Document extract:
Secondly, the company also suffers to some extent due to the large number of products it supports. Whilst, on one hand, the huge range has helped drive revenues, supporting this broad portfolio comes at a significant financial cost. It can also confuse customers. Simplifying the portfolio would help with both issues and the company has started addressing this. Last month it announced a new platform “Population Health Foundations”. This product brings together several technology modules and services, that had previously been sold separately, into one platform that supports providers when starting initial PHM program deployments. The solution simplifies the procurement process for the customer and has the potential to increase revenue per customer and reduce overall platform support costs for Health Catalyst. Following similar strategies with other product areas will also be instrumental in the journey to profitability.
Whilst Health Catalyst’s core markets have grown rapidly over recent years, it now faces some headwinds in several of the key markets it plays in, specifically that of population health management.
The growth in demand for PHM technology has largely been the product of ACA implementation and the move to value-based care (VBC). Both have come under increasing pressure since the Trump administration came to power in 2017 with an agenda to reform the ACA. Coupled with the process barriers that moving to VBC presents, this has meant that healthcare providers in the US have moved more slowly to VBC contracts than was widely expected.

Your instructions: Please list every all-capital abbreviation that appears in the passage about Health Catalyst.

Region descriptions in natural language:
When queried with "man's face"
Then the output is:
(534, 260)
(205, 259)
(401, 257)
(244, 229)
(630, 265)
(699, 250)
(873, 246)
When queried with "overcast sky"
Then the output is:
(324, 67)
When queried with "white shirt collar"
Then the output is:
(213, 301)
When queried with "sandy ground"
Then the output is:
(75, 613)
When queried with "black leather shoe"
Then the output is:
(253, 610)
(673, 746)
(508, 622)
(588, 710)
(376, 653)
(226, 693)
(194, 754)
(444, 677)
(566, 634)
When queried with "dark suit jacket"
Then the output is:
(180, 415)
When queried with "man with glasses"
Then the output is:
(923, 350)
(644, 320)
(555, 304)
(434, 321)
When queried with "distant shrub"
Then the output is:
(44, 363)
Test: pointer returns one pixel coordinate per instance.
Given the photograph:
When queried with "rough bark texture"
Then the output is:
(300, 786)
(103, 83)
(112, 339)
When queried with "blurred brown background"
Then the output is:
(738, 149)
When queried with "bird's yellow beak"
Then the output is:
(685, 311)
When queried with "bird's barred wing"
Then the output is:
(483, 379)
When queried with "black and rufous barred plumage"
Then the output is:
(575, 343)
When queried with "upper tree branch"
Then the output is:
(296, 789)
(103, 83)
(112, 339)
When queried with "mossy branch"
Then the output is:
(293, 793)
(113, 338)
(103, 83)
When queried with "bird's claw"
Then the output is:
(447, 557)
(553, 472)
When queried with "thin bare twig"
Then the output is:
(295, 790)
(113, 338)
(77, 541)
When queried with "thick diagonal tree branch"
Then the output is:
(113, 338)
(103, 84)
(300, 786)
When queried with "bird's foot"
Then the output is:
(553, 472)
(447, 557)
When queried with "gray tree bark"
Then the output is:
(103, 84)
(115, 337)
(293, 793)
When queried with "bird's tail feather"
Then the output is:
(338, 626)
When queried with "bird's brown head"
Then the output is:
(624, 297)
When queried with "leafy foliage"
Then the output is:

Response to the task: PHM, ACA, VBC, US